• Document extract:
**********
SAS/STAT 9.1, Users Guide, Volume 3 (volume 3 ONLY)

The following statements are available in PROC LIFEREG.

The PROC LIFEREG statement invokes the procedure. The MODEL statement is required and specifies the variables used in the regression part of the model as well as the distribution used for the error, or random, component of the model. Only a single MODEL statement can be used with one invocation of the LIFEREG procedure. If multiple MODEL statements are present, only the last is used. Main effects and interaction terms can be specified in the MODEL statement, similar to the GLM procedure. Initial values can be specified in the MODEL statement or in an INEST= data set. If no initial values are specified, the starting estimates are obtained by ordinary least squares. The CLASS statement determines which explanatory variables are treated as categorical. The WEIGHT statement identifies a variable with values that are used to weight the observations. Observations with zero or negative weights are not used to fit the model, although predicted values can be computed for them. The OUTPUT statement creates an output data set containing predicted values and residuals.

PROC LIFEREG Statement

The PROC LIFEREG statement invokes the procedure. You can specify the following options in the PROC LIFEREG statement.

COVOUT

DATA= SAS-data-set

GOUT= graphics-catalog

INEST= SAS-data-set

NAMELEN= n

NOPRINT

ORDER=DATA FORMATTED FREQ INTERNAL

OUTEST= SAS-data-set

XDATA= SAS-data-set

BY Statement

You can specify a BY statement with PROC LIFEREG to obtain separate analyses on observations in groups defined by the BY variables. When a BY statement appears, the procedure expects the input data set to be sorted in order of the BY variables.

If your input data set is not sorted in ascending order, use one of the following alternatives:

For more information on the BY statement, refer to the discussion in SAS Language Reference: Concepts . For more information on the DATASETS procedure, refer to the discussion in the SAS Procedures Guide .

CLASS Statement

Variables that are classification variables rather than quantitative numeric variables must be listed in the CLASS statement. For each explanatory variable listed in the CLASS statement, indicator variables are generated for the levels assumed by the CLASS variable. If the CLASS statement is used, it must appear before the MODEL statement.

INSET Statement

The box or table of summary information produced on plots made with the PROBPLOT statement is called an inset . You can use the INSET statement to customize the information that is displayed in the inset box as well as to customize the appearance of the inset box. To supply the information that is displayed in the inset box, you specify keywords corresponding to the information that you want shown. For example, the following statements produce a probability plot with the number of observations, the number of right-censored observations, the name of the distribution, and the estimated Weibull shape parameter in the inset.
**********
• Dataset section:
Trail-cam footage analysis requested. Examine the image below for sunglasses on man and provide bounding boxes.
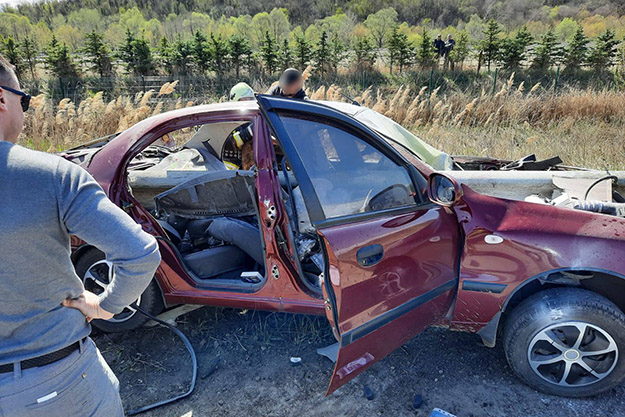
[0,85,32,112]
**********
• What to do: In the PROC LIFEREG documentation, what happens when more than one MODEL statement is present?

• Written answer: Only the last MODEL statement is used.